• _WHAT THE TASK ASKS_
Rescale the lines running from the line that contains "in gray long-sleeve" through the line that contains "(1013, 770)", inclusive, and give only those lines. Rewrite every line in that range, multiplying each point coordinate by 1.25 and rounding it to a whole number with halves rounded up, while leaving all other wording unchanged.

• _EXERCISE DATA_

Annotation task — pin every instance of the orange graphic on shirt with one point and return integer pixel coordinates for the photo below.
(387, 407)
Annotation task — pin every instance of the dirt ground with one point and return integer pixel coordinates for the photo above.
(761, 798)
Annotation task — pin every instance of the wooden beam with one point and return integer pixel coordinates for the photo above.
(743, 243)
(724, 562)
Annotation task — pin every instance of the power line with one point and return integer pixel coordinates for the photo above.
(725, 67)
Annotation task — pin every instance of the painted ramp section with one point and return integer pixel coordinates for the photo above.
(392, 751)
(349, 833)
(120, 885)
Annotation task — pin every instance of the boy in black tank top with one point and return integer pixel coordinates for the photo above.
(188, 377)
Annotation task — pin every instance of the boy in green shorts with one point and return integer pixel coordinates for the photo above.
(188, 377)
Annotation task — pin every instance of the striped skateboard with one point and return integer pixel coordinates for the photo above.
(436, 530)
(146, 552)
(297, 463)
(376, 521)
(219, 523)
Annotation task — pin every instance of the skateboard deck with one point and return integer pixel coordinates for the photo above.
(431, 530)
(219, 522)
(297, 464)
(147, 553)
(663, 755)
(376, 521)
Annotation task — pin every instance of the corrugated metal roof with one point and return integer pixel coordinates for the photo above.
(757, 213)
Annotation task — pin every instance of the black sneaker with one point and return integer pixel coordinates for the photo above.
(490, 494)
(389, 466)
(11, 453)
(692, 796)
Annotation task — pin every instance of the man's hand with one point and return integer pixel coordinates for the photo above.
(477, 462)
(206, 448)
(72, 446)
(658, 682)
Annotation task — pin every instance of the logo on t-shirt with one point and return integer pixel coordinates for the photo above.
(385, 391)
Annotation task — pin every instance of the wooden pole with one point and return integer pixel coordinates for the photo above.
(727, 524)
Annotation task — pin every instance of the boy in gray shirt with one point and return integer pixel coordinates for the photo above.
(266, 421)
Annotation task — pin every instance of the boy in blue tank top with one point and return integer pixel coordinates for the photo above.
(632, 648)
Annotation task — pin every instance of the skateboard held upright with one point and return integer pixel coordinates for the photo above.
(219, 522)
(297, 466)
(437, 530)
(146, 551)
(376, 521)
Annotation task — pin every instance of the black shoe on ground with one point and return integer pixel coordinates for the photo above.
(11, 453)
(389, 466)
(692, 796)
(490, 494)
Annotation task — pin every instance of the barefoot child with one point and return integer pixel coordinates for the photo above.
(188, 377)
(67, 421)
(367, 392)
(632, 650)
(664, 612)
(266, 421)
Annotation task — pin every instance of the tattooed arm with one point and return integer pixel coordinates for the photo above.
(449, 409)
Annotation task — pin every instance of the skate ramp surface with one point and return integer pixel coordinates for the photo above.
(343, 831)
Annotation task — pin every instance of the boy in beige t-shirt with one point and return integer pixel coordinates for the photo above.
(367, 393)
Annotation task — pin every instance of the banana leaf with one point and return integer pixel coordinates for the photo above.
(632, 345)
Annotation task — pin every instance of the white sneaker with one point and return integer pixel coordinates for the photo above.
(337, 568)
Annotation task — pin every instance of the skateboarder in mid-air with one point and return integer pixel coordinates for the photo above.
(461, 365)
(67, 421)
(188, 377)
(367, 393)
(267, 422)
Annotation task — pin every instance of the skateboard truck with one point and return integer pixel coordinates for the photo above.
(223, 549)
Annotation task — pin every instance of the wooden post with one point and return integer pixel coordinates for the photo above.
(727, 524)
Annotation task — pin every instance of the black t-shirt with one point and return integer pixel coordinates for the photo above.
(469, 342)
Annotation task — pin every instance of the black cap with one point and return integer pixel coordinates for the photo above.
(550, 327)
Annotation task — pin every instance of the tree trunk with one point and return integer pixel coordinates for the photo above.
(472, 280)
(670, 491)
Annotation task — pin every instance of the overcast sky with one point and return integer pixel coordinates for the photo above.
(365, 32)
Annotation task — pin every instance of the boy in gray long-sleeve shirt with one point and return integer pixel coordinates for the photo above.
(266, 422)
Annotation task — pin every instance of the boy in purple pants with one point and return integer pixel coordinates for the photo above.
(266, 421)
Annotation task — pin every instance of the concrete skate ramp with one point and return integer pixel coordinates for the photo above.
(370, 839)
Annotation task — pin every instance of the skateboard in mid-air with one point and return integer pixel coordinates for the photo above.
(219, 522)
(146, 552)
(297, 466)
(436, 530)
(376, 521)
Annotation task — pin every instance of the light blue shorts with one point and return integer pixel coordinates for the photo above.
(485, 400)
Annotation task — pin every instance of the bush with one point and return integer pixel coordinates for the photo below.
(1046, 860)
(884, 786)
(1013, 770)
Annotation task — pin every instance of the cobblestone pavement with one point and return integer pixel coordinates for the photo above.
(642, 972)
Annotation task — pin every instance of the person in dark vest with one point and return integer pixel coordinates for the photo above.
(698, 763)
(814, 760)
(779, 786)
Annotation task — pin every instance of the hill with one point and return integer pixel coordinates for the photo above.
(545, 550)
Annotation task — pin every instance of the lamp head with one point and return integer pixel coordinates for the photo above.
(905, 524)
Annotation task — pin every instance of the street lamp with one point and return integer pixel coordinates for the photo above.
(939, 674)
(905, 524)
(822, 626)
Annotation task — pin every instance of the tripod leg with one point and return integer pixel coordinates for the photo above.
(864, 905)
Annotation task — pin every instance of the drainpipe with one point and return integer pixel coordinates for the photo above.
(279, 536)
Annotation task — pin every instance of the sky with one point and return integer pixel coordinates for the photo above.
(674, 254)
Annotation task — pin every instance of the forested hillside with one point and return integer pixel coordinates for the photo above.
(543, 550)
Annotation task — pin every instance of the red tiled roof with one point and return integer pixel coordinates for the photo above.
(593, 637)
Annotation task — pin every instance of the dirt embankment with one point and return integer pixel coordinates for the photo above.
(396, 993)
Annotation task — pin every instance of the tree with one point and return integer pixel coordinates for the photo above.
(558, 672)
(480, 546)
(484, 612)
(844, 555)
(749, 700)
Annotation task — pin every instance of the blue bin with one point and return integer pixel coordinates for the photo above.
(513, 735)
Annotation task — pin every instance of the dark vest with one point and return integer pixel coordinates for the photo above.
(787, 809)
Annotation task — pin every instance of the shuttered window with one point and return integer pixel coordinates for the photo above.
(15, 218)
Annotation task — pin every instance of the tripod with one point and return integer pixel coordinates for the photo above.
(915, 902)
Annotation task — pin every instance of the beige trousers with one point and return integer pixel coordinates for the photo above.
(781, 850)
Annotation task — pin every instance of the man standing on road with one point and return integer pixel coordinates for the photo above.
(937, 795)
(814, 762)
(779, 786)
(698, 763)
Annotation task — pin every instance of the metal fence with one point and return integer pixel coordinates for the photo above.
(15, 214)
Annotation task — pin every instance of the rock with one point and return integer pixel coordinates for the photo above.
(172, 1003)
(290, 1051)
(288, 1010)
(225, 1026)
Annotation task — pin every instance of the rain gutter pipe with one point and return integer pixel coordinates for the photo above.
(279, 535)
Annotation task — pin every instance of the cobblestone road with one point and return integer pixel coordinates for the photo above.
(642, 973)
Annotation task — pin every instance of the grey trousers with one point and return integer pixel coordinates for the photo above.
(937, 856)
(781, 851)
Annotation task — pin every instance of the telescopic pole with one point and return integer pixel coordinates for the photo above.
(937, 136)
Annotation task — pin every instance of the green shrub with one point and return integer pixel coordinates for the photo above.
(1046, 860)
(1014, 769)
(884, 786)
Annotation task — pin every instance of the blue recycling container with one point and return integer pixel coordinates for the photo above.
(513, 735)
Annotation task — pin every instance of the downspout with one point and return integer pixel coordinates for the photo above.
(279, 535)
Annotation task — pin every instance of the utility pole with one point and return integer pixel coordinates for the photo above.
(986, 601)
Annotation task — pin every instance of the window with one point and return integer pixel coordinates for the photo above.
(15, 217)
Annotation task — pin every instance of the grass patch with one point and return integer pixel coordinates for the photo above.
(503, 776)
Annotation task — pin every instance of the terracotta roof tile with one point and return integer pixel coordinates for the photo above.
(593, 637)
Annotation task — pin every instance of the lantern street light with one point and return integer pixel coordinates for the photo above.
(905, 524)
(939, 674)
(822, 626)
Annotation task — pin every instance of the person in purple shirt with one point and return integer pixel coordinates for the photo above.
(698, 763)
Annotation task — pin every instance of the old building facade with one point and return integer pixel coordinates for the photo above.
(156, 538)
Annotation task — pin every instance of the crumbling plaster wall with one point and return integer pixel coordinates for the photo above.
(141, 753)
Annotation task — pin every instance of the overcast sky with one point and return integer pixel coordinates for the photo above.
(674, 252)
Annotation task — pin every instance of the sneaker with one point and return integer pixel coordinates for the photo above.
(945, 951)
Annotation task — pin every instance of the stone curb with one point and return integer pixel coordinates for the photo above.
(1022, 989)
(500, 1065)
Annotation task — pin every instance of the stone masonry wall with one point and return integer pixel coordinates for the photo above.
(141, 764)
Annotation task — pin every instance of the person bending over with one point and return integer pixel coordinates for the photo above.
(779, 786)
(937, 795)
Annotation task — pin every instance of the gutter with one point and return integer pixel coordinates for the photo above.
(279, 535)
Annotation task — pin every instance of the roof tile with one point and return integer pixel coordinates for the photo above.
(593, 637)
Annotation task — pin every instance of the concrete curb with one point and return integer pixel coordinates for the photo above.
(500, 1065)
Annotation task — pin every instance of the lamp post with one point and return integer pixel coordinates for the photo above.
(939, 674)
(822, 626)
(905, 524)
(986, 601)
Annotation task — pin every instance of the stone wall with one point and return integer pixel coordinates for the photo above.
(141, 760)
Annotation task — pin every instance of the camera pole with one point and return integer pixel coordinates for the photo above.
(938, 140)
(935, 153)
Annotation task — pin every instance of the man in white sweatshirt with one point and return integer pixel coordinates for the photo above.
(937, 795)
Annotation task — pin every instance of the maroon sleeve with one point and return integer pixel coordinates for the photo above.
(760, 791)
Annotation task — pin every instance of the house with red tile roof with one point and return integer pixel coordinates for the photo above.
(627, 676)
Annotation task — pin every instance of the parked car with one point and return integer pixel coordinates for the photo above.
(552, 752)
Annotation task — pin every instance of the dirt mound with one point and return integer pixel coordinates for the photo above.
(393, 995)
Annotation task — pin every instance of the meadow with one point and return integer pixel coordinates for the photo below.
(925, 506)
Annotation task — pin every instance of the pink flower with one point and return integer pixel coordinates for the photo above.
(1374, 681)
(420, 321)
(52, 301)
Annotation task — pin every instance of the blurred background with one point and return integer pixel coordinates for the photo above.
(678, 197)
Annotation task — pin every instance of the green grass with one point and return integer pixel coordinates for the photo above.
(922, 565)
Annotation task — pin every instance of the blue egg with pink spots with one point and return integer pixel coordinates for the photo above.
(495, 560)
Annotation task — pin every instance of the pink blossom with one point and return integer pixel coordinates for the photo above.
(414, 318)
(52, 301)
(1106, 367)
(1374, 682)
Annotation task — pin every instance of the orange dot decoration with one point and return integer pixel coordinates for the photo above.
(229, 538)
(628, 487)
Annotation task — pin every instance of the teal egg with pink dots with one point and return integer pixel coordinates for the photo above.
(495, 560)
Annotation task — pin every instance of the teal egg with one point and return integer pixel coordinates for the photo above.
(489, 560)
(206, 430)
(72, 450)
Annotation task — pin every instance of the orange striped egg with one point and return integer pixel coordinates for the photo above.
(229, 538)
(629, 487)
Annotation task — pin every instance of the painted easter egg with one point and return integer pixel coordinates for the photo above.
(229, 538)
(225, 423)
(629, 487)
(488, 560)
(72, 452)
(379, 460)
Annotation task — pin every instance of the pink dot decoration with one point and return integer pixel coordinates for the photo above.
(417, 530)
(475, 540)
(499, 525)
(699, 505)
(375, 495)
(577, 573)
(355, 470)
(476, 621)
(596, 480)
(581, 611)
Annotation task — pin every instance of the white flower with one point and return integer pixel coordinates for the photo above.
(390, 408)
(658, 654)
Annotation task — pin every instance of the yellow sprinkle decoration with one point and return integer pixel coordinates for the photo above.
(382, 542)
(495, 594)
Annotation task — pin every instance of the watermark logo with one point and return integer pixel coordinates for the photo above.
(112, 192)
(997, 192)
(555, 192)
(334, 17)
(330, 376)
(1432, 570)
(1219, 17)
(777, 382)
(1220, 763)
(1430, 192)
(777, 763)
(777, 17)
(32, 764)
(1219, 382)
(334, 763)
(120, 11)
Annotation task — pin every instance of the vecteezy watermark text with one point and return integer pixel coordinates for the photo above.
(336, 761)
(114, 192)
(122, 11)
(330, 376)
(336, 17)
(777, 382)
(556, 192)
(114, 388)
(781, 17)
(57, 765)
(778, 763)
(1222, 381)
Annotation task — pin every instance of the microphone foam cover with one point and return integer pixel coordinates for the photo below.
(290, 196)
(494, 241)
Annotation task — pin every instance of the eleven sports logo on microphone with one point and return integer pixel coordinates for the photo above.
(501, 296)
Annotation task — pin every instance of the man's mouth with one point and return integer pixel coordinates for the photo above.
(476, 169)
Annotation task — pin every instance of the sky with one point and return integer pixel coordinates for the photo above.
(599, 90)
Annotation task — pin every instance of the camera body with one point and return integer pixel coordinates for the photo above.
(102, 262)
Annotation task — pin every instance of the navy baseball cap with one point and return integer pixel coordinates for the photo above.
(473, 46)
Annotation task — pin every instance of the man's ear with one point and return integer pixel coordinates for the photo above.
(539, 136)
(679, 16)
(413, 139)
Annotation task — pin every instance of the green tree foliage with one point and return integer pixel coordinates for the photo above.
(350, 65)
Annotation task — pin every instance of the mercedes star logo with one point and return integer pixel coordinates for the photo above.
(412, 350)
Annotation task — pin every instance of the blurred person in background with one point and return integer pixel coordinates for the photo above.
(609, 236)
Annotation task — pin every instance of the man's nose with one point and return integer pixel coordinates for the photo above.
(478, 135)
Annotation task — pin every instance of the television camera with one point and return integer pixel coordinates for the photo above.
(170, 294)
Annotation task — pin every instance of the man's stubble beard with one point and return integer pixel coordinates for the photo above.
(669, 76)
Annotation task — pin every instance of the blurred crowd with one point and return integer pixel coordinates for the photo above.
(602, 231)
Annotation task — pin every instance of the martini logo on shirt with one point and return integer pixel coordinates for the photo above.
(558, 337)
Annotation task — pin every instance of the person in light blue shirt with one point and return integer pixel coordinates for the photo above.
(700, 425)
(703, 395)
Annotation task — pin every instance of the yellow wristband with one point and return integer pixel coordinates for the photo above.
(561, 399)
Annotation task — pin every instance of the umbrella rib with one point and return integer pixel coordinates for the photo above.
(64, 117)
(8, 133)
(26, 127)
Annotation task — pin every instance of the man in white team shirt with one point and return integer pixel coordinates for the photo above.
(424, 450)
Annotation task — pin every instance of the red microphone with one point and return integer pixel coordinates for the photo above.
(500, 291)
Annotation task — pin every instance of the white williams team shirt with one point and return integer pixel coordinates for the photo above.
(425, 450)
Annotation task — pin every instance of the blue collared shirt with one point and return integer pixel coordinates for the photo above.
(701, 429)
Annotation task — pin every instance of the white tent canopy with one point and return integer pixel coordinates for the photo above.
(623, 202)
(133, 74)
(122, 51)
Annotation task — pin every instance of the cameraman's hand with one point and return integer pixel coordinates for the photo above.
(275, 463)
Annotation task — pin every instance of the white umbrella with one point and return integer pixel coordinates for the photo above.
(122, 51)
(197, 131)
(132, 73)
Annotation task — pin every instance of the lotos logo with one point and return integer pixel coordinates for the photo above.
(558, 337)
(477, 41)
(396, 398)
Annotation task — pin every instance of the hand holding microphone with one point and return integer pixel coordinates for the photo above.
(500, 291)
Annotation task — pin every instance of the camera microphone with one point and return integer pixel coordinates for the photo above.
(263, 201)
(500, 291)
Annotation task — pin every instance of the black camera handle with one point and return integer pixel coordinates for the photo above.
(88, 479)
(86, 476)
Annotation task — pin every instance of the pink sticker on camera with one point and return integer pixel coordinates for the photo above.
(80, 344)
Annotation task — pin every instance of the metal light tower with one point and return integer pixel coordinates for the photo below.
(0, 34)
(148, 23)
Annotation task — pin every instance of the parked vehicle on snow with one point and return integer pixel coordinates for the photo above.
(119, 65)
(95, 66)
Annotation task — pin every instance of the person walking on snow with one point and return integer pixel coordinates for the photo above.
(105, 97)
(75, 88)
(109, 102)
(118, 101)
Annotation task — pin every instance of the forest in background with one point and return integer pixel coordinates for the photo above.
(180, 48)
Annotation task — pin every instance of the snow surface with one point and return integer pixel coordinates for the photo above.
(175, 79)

• _FULL OUTPUT_
Annotation task — pin every instance of the boy in gray long-sleeve shirt with one point and return integer pixel coordinates for the photo above.
(333, 528)
Annotation task — pin every instance of the boy in purple pants with one point and return integer pixel coordinates for the photo above.
(333, 526)
Annotation task — pin every instance of the concrete skate ramp with one point and return integer pixel coordinates for the photo above.
(463, 1049)
Annotation task — pin every instance of the skateboard in mid-air with one point and return integer pixel coordinates for the photo above.
(274, 653)
(183, 690)
(371, 583)
(545, 663)
(470, 651)
Annotation task — pin every instance of the light blue shorts with one point and return integer pixel coordinates for the photo above.
(606, 500)
Annotation task — pin every instance of the bush with one point and return integer pixel coordinates for the photo below.
(1308, 1075)
(1105, 983)
(1266, 963)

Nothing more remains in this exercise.